## [PROMPT A]
Repeat the records exactly, starting at the line that contains "skin in the photo above." and continuing through the end of the records, with both ends included.

:: PASSAGE PROVIDED ::

# Is this how men cheat?



## RisingSun90 (Mar 17, 2013)

Do married men seriously think that fooling around (kissing, oral, etc) is not cheating? That just because he didn't put his d!ck in some woman makes everything else that did he ok? He's still an "honorable" guy because he didn't have sex?


----------



## Wiserforit (Dec 27, 2012)

RisingSun90 said:


> Do married men seriously think that fooling around (kissing, oral, etc) is not cheating? That just because he didn't put his d!ck in some woman makes everything else that did he ok? He's still an "honorable" guy because he didn't have sex?


No. That is just what some of them say, hoping that you are retarded enough to buy into it.


----------



## JustSomeGuyWho (Dec 16, 2012)

RisingSun90 said:


> Do married men seriously think that fooling around (kissing, oral, etc) is not cheating? That just because he didn't put his d!ck in some woman makes everything else that did he ok? He's still an "honorable" guy because he didn't have sex?


I don't. I think men can justify it to themselves that way but I think they know deep down that what they did wasn't "honorable." I think a woman can do the same.


----------



## Shoto1984 (Apr 11, 2009)

No. Some men and women, married and single, play that game. My stbxw does and so I know it well. No they are not "honorable".


----------



## RisingSun90 (Mar 17, 2013)

True, I shouldn't have singled out just men.

It's just that I met a man recently that tried to spin it to me like that and I was just like ??????.

I didn't say anything to him but he's clearly delusional.


----------



## anchorwatch (Mar 5, 2012)

RisingSun90 said:


> True, I shouldn't have singled out just men.
> 
> It's just that I met a man recently that tried to spin it to me like that and I was just like ??????.
> 
> I didn't say anything to him but he's clearly *an a$$*.


There, I fixed that for you.


----------



## K.C. (Dec 1, 2012)

If you have a SO and are straight, anything you wouldn't do with a same sex fried is cheating IMO. Simplistic and black'n'white I know but that line has so far meant I can say I have never been remotely unfaithful to any girlfriend let alone fiancée/spouse.

People of both sexes are stooopid so we have to KISS to avoid problems.


----------



## ChelseaBlue (Mar 5, 2012)

:::

## [PROMPT B]
Transcribe the forum thread about cheating above, from "If you have" through "to avoid problems.", inclusive.

:: INPUT MATERIAL ::

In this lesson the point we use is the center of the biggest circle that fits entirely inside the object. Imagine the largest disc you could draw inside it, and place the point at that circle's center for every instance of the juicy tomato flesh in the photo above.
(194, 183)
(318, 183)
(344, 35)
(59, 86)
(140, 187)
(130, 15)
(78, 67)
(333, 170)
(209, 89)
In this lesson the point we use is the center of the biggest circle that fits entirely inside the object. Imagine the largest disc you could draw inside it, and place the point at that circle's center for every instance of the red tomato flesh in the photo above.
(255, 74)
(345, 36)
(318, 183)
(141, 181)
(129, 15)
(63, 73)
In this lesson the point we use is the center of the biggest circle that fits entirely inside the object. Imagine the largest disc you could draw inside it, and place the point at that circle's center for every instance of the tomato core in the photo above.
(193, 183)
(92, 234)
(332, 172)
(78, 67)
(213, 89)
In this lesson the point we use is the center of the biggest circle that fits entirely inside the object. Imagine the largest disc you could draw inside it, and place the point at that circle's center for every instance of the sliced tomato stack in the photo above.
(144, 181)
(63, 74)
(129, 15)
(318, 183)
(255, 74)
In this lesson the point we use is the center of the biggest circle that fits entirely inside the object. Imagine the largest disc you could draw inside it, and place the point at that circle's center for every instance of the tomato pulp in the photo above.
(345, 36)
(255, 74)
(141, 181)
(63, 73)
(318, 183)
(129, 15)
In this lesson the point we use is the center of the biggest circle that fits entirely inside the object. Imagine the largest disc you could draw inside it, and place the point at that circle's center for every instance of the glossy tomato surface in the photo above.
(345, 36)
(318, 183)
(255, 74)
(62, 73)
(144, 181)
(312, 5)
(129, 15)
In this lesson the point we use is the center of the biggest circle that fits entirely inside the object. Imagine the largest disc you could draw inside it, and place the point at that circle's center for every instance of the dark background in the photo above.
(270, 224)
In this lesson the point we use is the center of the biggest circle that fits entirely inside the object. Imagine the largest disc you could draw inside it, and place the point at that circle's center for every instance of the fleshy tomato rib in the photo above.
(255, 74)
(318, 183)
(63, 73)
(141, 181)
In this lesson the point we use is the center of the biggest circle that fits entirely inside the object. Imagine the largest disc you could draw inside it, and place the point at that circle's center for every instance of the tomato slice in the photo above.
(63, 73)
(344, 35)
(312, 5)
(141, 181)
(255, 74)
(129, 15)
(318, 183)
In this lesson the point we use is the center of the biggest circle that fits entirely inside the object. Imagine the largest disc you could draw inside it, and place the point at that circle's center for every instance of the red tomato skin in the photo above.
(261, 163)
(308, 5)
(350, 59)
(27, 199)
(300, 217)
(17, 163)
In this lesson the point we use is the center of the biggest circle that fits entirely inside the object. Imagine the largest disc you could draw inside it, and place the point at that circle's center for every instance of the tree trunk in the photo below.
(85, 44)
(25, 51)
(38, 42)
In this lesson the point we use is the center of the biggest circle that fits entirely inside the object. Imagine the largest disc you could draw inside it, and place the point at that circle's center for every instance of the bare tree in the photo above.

:::

## [WRITTEN ANSWER A]
In this lesson the point we use is the center of the biggest circle that fits entirely inside the object. Imagine the largest disc you could draw inside it, and place the point at that circle's center for every instance of the red tomato skin in the photo above.
(261, 163)
(308, 5)
(350, 59)
(27, 199)
(300, 217)
(17, 163)
In this lesson the point we use is the center of the biggest circle that fits entirely inside the object. Imagine the largest disc you could draw inside it, and place the point at that circle's center for every instance of the tree trunk in the photo below.
(85, 44)
(25, 51)
(38, 42)
In this lesson the point we use is the center of the biggest circle that fits entirely inside the object. Imagine the largest disc you could draw inside it, and place the point at that circle's center for every instance of the bare tree in the photo above.

## [WRITTEN ANSWER B]
If you have a SO and are straight, anything you wouldn't do with a same sex fried is cheating IMO. Simplistic and black'n'white I know but that line has so far meant I can say I have never been remotely unfaithful to any girlfriend let alone fiancée/spouse.

People of both sexes are stooopid so we have to KISS to avoid problems.